Work required -> If a line in the material below holds the string "door", tally it, then give the tally alone.
::: Records for the task :::
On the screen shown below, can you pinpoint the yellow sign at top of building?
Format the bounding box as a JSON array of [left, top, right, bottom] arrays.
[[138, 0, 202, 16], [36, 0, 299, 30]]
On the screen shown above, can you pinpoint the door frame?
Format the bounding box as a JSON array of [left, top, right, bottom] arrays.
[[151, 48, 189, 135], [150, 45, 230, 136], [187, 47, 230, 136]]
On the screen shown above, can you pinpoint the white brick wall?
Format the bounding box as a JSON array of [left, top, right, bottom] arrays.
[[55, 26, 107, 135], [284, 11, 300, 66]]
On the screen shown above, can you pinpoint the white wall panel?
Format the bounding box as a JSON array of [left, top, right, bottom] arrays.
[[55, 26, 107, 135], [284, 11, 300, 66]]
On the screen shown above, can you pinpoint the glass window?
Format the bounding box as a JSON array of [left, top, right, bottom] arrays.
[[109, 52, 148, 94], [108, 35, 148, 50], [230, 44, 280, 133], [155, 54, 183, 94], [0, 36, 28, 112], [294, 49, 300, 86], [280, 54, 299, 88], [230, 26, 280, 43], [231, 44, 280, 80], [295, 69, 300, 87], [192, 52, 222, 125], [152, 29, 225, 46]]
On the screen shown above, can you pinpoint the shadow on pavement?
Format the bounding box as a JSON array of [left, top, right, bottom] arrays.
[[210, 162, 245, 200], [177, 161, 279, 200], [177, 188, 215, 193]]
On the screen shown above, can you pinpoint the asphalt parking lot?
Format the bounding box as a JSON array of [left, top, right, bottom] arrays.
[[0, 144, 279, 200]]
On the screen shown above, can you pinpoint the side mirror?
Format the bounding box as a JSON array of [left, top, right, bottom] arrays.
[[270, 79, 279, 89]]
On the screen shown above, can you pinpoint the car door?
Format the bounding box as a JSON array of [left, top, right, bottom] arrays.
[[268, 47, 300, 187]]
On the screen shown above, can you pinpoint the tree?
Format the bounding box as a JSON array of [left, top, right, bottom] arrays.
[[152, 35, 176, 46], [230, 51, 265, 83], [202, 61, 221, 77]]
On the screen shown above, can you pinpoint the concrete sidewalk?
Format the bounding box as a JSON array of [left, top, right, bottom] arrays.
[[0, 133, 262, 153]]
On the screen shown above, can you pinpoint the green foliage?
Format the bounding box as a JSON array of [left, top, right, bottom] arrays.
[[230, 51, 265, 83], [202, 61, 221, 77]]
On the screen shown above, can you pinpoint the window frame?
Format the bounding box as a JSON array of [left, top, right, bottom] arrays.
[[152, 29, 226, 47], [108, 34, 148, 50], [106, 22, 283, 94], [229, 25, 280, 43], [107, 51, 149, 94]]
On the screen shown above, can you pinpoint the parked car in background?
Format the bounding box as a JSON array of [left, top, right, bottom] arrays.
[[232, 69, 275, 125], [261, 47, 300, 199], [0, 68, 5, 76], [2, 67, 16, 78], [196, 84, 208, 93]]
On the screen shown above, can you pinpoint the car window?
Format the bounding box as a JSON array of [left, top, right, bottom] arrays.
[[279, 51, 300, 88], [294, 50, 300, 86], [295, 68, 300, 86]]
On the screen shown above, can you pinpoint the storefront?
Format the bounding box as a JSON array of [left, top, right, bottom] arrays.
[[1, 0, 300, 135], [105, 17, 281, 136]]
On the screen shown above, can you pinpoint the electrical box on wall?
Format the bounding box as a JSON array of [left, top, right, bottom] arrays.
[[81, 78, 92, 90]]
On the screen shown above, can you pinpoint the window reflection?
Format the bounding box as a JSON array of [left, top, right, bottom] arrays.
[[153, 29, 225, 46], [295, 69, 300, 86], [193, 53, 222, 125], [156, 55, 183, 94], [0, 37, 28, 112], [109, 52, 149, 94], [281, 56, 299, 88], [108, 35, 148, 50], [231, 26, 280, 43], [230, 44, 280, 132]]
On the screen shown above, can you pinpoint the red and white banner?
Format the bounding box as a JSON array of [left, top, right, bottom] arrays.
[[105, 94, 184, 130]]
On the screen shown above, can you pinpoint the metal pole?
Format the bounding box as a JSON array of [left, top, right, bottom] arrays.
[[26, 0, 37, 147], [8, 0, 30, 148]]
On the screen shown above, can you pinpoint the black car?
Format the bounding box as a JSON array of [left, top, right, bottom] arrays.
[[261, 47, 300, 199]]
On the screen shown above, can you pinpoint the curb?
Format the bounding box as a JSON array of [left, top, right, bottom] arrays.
:::
Answer box -> 2